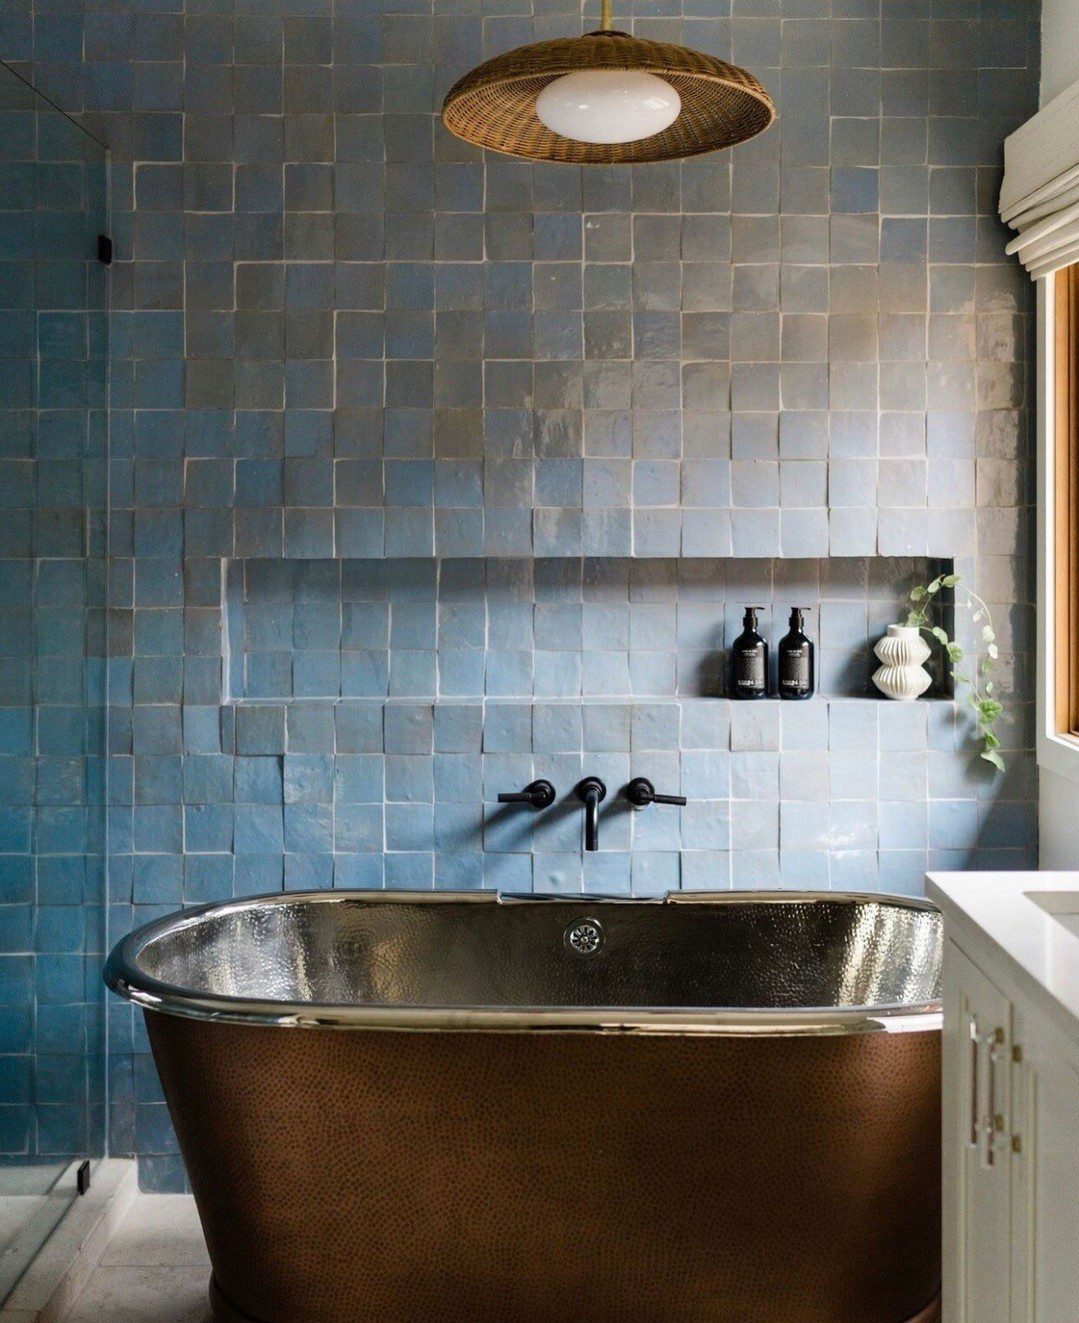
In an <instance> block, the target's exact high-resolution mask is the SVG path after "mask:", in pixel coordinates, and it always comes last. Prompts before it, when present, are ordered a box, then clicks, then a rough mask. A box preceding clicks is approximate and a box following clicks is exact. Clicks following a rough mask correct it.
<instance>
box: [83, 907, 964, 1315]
mask: <svg viewBox="0 0 1079 1323" xmlns="http://www.w3.org/2000/svg"><path fill="white" fill-rule="evenodd" d="M939 964H940V926H939V916H938V913H936V912H935V910H934V909H932V908H931V906H930V905H927V904H924V902H918V901H910V900H898V898H897V900H893V898H887V897H870V896H850V894H838V893H836V894H830V893H822V894H799V893H789V892H788V893H781V894H779V893H717V894H707V896H702V894H685V896H681V894H680V896H669V897H668V898H666V900H665V901H614V900H591V898H587V897H579V898H543V897H536V898H533V897H521V898H510V897H499V896H495V894H493V893H471V894H469V893H442V894H438V893H435V894H431V893H423V894H419V893H397V894H387V893H356V892H353V893H349V892H321V893H309V894H287V893H286V894H276V896H270V897H263V898H255V900H243V901H235V902H231V904H225V905H217V906H210V908H205V909H201V910H190V912H188V913H184V914H177V916H173V917H171V918H165V919H161V921H159V922H155V923H151V925H148V926H147V927H143V929H140V930H139V931H138V933H134V934H132V935H131V937H128V938H126V939H124V941H123V942H122V943H120V945H119V946H118V947H116V950H115V951H114V953H112V957H111V958H110V960H108V966H107V971H106V978H107V982H108V983H110V986H111V987H112V988H114V990H115V991H116V992H120V994H122V995H124V996H127V998H131V999H132V1000H134V1002H138V1003H139V1004H141V1005H143V1007H145V1011H147V1025H148V1029H149V1040H151V1044H152V1048H153V1054H155V1058H156V1062H157V1069H159V1070H160V1074H161V1082H163V1085H164V1091H165V1097H167V1099H168V1105H169V1110H171V1113H172V1118H173V1122H175V1126H176V1131H177V1135H179V1139H180V1144H181V1148H182V1152H184V1159H185V1162H186V1167H188V1172H189V1175H190V1183H192V1188H193V1191H194V1197H196V1201H197V1204H198V1212H200V1216H201V1218H202V1226H204V1229H205V1233H206V1242H208V1245H209V1250H210V1258H212V1262H213V1281H212V1283H210V1297H212V1301H213V1310H214V1316H216V1318H218V1319H222V1320H223V1319H227V1320H234V1323H235V1320H258V1323H368V1320H370V1323H451V1320H452V1323H676V1320H677V1323H710V1320H722V1323H907V1320H918V1323H930V1320H931V1319H934V1320H935V1319H938V1316H939V1314H938V1304H936V1299H938V1291H939V1281H940V1250H939V1241H940V1162H939V1152H940V1122H939V1093H940V1050H939V1044H940V1007H939V1002H938V996H939V988H938V982H939Z"/></svg>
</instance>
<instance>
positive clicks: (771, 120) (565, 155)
mask: <svg viewBox="0 0 1079 1323" xmlns="http://www.w3.org/2000/svg"><path fill="white" fill-rule="evenodd" d="M582 69H635V70H644V71H647V73H651V74H656V75H657V77H660V78H662V79H665V81H666V82H668V83H670V86H672V87H674V90H676V91H677V93H678V95H680V97H681V99H682V108H681V114H680V115H678V118H677V119H676V120H674V123H673V124H672V126H670V127H669V128H665V130H664V131H662V132H659V134H652V135H651V136H649V138H639V139H636V140H635V142H628V143H582V142H577V140H575V139H571V138H562V136H561V135H559V134H555V132H553V131H551V130H550V128H547V127H546V126H545V124H542V123H541V122H539V119H538V118H537V115H536V98H537V95H538V94H539V93H541V91H542V89H543V87H545V86H546V85H547V83H549V82H551V81H553V79H554V78H561V77H562V75H563V74H570V73H577V71H578V70H582ZM774 118H775V106H774V105H772V99H771V97H770V95H768V94H767V91H764V89H763V87H762V86H760V83H759V82H758V81H756V78H754V75H752V74H750V73H747V71H746V70H744V69H739V67H738V66H737V65H727V64H725V62H723V61H722V60H717V58H715V57H714V56H706V54H702V53H701V52H698V50H689V49H688V48H686V46H673V45H668V44H666V42H662V41H644V40H641V38H639V37H631V36H629V34H628V33H624V32H612V30H607V29H602V30H599V32H590V33H588V34H587V36H584V37H563V38H559V40H555V41H538V42H536V44H534V45H532V46H518V48H517V49H516V50H508V52H506V53H505V54H504V56H496V57H495V60H488V61H487V64H483V65H480V66H479V67H477V69H473V70H472V71H471V73H468V74H465V75H464V78H461V79H460V81H459V82H456V83H455V85H454V87H451V89H450V94H448V95H447V98H446V105H444V106H443V108H442V120H443V123H444V124H446V127H447V128H448V130H450V132H451V134H455V135H456V136H458V138H463V139H464V140H465V142H468V143H475V146H477V147H487V148H489V149H491V151H496V152H505V153H506V155H509V156H525V157H528V159H530V160H541V161H565V163H567V164H580V165H590V164H591V165H614V164H629V163H635V161H662V160H676V159H678V157H682V156H699V155H701V153H702V152H714V151H718V149H719V148H721V147H733V146H734V144H735V143H743V142H746V139H747V138H754V136H756V134H759V132H762V131H763V130H766V128H767V127H768V124H771V122H772V119H774Z"/></svg>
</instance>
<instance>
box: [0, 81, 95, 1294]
mask: <svg viewBox="0 0 1079 1323" xmlns="http://www.w3.org/2000/svg"><path fill="white" fill-rule="evenodd" d="M106 226H107V173H106V153H104V149H103V148H102V147H100V146H99V144H98V143H95V142H93V140H91V139H90V138H89V136H87V135H86V134H85V132H83V130H82V128H79V127H78V126H77V124H75V123H73V122H71V120H70V119H67V118H66V116H63V115H61V114H60V112H58V111H57V110H54V108H53V107H52V106H49V105H48V103H46V102H44V101H42V99H41V98H38V97H36V95H34V93H33V91H32V89H30V87H29V86H28V85H26V83H25V82H22V81H21V79H19V78H16V77H15V74H13V73H11V70H8V69H3V67H0V1175H1V1176H3V1180H4V1185H3V1188H4V1193H5V1195H12V1193H16V1192H21V1193H40V1195H45V1192H46V1191H48V1189H50V1188H52V1187H53V1183H54V1181H57V1180H58V1177H60V1176H61V1172H62V1171H63V1170H65V1167H66V1166H67V1163H69V1162H70V1159H73V1158H85V1156H98V1155H100V1154H102V1151H103V1148H104V1122H106V1117H104V998H103V995H102V986H100V963H102V959H103V954H104V914H106V910H104V900H106V892H104V884H106V876H104V875H106V849H104V820H106V819H104V814H106V803H104V675H106V613H104V606H106V558H104V553H106V407H104V406H106V366H107V351H106V344H107V307H106V273H104V267H103V266H102V265H100V263H99V262H98V259H97V251H98V234H99V233H100V232H102V230H103V229H104V228H106ZM9 1168H33V1171H29V1170H24V1171H22V1172H21V1174H20V1175H19V1176H12V1174H11V1171H9ZM65 1188H70V1192H71V1195H74V1184H73V1181H60V1183H58V1184H57V1191H56V1195H57V1197H61V1199H62V1192H63V1189H65ZM57 1207H60V1205H57ZM0 1275H3V1274H0Z"/></svg>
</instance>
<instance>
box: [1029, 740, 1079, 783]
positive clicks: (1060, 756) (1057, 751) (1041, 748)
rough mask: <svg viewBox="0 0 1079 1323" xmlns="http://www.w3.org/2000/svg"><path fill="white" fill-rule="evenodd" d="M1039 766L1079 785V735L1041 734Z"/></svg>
mask: <svg viewBox="0 0 1079 1323" xmlns="http://www.w3.org/2000/svg"><path fill="white" fill-rule="evenodd" d="M1038 766H1039V767H1045V769H1046V771H1051V773H1054V775H1057V777H1063V778H1066V779H1067V781H1074V782H1075V783H1076V785H1079V736H1071V734H1051V736H1050V734H1043V736H1039V737H1038Z"/></svg>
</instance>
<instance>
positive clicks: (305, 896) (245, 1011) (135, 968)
mask: <svg viewBox="0 0 1079 1323" xmlns="http://www.w3.org/2000/svg"><path fill="white" fill-rule="evenodd" d="M357 901H360V902H364V904H410V905H431V904H434V905H438V904H447V902H458V904H460V902H465V904H497V905H521V904H550V902H562V904H571V905H582V906H598V905H637V906H641V905H694V904H705V905H717V904H727V905H729V904H751V905H771V904H788V905H789V904H795V905H796V904H816V902H821V901H829V902H833V904H853V905H857V904H879V905H891V906H898V908H900V909H912V910H927V912H932V913H939V910H938V906H936V905H934V904H932V901H928V900H924V898H922V897H911V896H897V894H889V893H886V892H784V890H772V892H764V890H762V892H754V890H742V892H737V890H725V892H668V893H666V894H665V896H656V897H629V896H602V894H595V893H588V894H579V896H575V894H558V893H550V894H543V893H537V894H534V893H530V892H526V893H506V892H496V890H479V889H477V890H448V889H447V890H438V892H411V890H394V892H381V890H307V892H272V893H270V894H266V896H249V897H241V898H237V900H229V901H221V902H212V904H208V905H197V906H192V908H190V909H185V910H177V912H176V913H173V914H167V916H164V917H163V918H157V919H152V921H151V922H149V923H144V925H141V926H140V927H136V929H135V930H132V931H131V933H128V934H127V935H126V937H123V938H122V939H120V941H119V942H118V943H116V945H115V946H114V949H112V953H111V954H110V957H108V959H107V960H106V963H104V970H103V978H104V983H106V986H107V987H108V988H110V990H111V991H112V992H115V994H118V995H119V996H122V998H126V999H127V1000H128V1002H132V1003H135V1004H136V1005H140V1007H143V1008H144V1009H147V1011H157V1012H160V1013H164V1015H172V1016H179V1017H181V1019H190V1020H210V1021H216V1023H221V1024H253V1025H262V1027H270V1025H276V1027H280V1028H323V1029H383V1031H397V1032H420V1033H422V1032H459V1033H461V1032H500V1033H525V1032H530V1033H543V1032H547V1033H553V1032H558V1033H620V1035H629V1033H632V1035H665V1033H666V1035H672V1033H673V1035H693V1036H698V1035H699V1036H729V1037H746V1036H756V1037H776V1036H785V1037H807V1036H821V1035H829V1036H836V1035H840V1036H841V1035H852V1033H912V1032H918V1033H928V1032H939V1031H940V1028H941V1025H943V1007H941V1002H940V1000H939V999H936V1000H932V1002H918V1003H887V1004H882V1005H861V1007H858V1005H856V1007H760V1008H758V1007H664V1005H659V1007H639V1005H591V1007H567V1005H526V1007H520V1005H513V1007H506V1005H409V1004H373V1003H313V1002H286V1000H264V999H258V998H239V996H226V995H222V994H209V992H201V991H198V990H196V988H189V987H184V986H181V984H175V983H168V982H164V980H161V979H157V978H155V976H153V975H149V974H147V972H145V971H144V970H141V968H140V967H139V955H140V954H141V951H143V950H144V949H145V947H147V946H148V945H149V943H151V942H155V941H157V939H160V938H163V937H165V935H167V934H169V933H176V931H180V930H182V929H185V927H190V926H194V925H197V923H198V922H201V921H202V919H204V918H205V917H206V916H210V914H213V916H214V917H217V916H227V914H234V913H241V912H243V910H249V909H264V908H268V906H275V905H298V904H349V902H352V904H354V902H357Z"/></svg>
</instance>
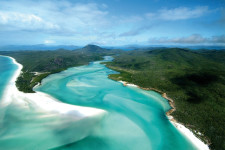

----

Work task =>
Reproduce the listing from its beginning up to and including the line containing "box: [83, 907, 964, 1315]", leaving out the pictures.

Answer space =>
In an <instance> block, the target's exact high-resolution mask is the SVG path after "mask:", in pixel coordinates, and it always comes last. Prompts before it, when present, are ordered a box, then clicks, then a rough mask. A box preceding clicks is approximate and a box following clicks is exact. Clicks following a rough mask correct it.
<instance>
box: [83, 907, 964, 1315]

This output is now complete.